*IHRE AUFGABEN*:
1. Aktualisieren Sie im Text zum Beispiel Liverpool den gesamten Abschnitt von "Steve Radford berichtete" bis hinunter zu "für Fernreisen ausgeben." und geben Sie ihn vollständig wieder, wobei "Fachforum" durch "Fachkongress" ersetzt wird.
2. Seit wie vielen Jahren sitzt Steve Radford laut dem Text zum Beispiel Liverpool im Liverpooler Stadtrat?

25.02.2012

Beispiel Liverpool: Was tun, wenn Jugendliche entscheiden?

Steve Radford berichtete von seinen Erfahrungen aus der Liverpooler Stadtratsarbeit auf dem Fachforum des BMFSFJ "Teilhabe junger Menschen vor Ort". Jochen Butt-Pośnik von JUGEND für Europa - Transferstelle für jugendpolitische Zusammenarbeit in Europa moderierte das Gespräch.

Der “Education and Inspections Act” (2006) gab englischen Jugendlichen das Recht, über eigene Budgetlinien für Jugendaktivitäten zu entscheiden und bei der Auswahl und Bewertung der Jugendhilfeangebote ein gewichtiges Wort mitzusprechen. In der Praxis wollte eine Gruppe aktiver Jugendlicher im Wahlkreis des 54-jährigen damit ihre eigene Fahrtkosten für eine Fahrt nach London bzw. sogar für Fernreisen ausgeben.

Nach dem Wortlaut des Gesetzes hatte Steve Radford kein Recht, diese Pläne der Jugendlichen zurückzuweisen. Er tat es dennoch. Mit dem Hinweis, dass er mit diesem Geld eine Wirkung für 100 Jugendliche statt für eine kleine Gruppe erzielen könnte, ging er in einen Dialog mit den Jugendlichen. Dieser führte schließlich dazu, dass die Jugendlichen trotzdem fuhren – aber eine Eigenbeteiligung organisierten.

Seit 30 Jahren sitzt Radford im Liverpooler Stadtrat. Obwohl dieser derzeit von einer fast ¾-Labour-Mehrheit dominiert wird, hat er den Vorsitz im Ausschuss für Kinder- und Jugendzentren inne und ist als Vertreter der kleinen Liberal Party (nicht zu verwechseln mit den Liberal Democrats, die mit den Konservativen die Regierung des Vereinten Königreichs stellen) ein „political animal“.

*BEREITGESTELLTE DATEN*:
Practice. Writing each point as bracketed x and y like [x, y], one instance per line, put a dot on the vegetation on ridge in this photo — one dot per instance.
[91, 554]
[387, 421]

*LÖSUNGEN*:
1.
Steve Radford berichtete von seinen Erfahrungen aus der Liverpooler Stadtratsarbeit auf dem Fachkongress des BMFSFJ "Teilhabe junger Menschen vor Ort". Jochen Butt-Pośnik von JUGEND für Europa - Transferstelle für jugendpolitische Zusammenarbeit in Europa moderierte das Gespräch.

Der “Education and Inspections Act” (2006) gab englischen Jugendlichen das Recht, über eigene Budgetlinien für Jugendaktivitäten zu entscheiden und bei der Auswahl und Bewertung der Jugendhilfeangebote ein gewichtiges Wort mitzusprechen. In der Praxis wollte eine Gruppe aktiver Jugendlicher im Wahlkreis des 54-jährigen damit ihre eigene Fahrtkosten für eine Fahrt nach London bzw. sogar für Fernreisen ausgeben.

2. Seit 30 Jahren.